Monday, December 12, 2005

If You Wept for Hanyuan, Weep for Shanwei

The News of the Day can be found here.

Whenever a tyrannical regime like the Chinese Communist Party stains the globe with its presence, there are bound to be moments, events, and/or outrages that can be summed up in one word, usually the place where they occurred. For the Nazis, all one has to say is Auschwitz or Treblinka. For European Communism, it was Berlin, Budapest, Prague, or Siberia. Communist China already has a few names to symbolize its bloodlust and determination to keep power no matter how many die: Tiananmen, Hanyuan, and Taishi usually are at the tops of these lists. Today, we must add one more place: Shanwei.

Just last week, in Shanwei’s Dongzhou village, hundreds of citizens marched to protest the seizure of their land and lack of just compensation. Like the hydroelectric dam in Hanyuan, the cadres in Shanwei saw a power plant as their cash cow - even more so because they were far closer to the energy-starved cities of the Pacific Coast. What did it matter it the people lose land they had farmed for generations? Who cared if the compensation money the people desperately needed for relocation was stolen? This is Communist China after all, where the Party card is, in effect, an absolute license to steal. So, the Shanwei cadres did just that; they stole from their own people, and when the people took to the streets - as they did in Hanyuan - history repeated itself, in blood. Thankfully, far fewer have died in Shanwei than did in Hanyuan (Epoch Times), but for those who lost their loved ones, that is no comfort, nor should it be.

Material provided:

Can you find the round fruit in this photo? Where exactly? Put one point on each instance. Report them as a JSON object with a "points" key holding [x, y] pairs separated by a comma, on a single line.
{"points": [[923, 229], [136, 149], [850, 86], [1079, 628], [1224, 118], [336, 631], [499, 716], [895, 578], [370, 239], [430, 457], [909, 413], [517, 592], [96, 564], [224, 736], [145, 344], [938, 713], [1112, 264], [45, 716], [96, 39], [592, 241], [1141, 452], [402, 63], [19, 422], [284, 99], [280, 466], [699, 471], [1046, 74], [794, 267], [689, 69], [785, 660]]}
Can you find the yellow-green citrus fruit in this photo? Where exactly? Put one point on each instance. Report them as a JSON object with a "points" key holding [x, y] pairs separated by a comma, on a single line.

Exercise 1:
Answer these questions about the post on Shanwei.
(a) Which three places does the post say usually top the lists of names symbolizing Communist China's bloodlust?
(b) In which village of Shanwei did hundreds of citizens march?
(c) What did the cadres in Shanwei see as their cash cow?
Exercise 2:
Reproduce a passage from the post on Shanwei word for word, starting at "Monday, December 12, 2005" and ending after "more place: Shanwei.".

Worked answer 1:
(a) Tiananmen, Hanyuan, and Taishi.
(b) Dongzhou village.
(c) A power plant.

Worked answer 2:
Monday, December 12, 2005

If You Wept for Hanyuan, Weep for Shanwei

The News of the Day can be found here.

Whenever a tyrannical regime like the Chinese Communist Party stains the globe with its presence, there are bound to be moments, events, and/or outrages that can be summed up in one word, usually the place where they occurred. For the Nazis, all one has to say is Auschwitz or Treblinka. For European Communism, it was Berlin, Budapest, Prague, or Siberia. Communist China already has a few names to symbolize its bloodlust and determination to keep power no matter how many die: Tiananmen, Hanyuan, and Taishi usually are at the tops of these lists. Today, we must add one more place: Shanwei.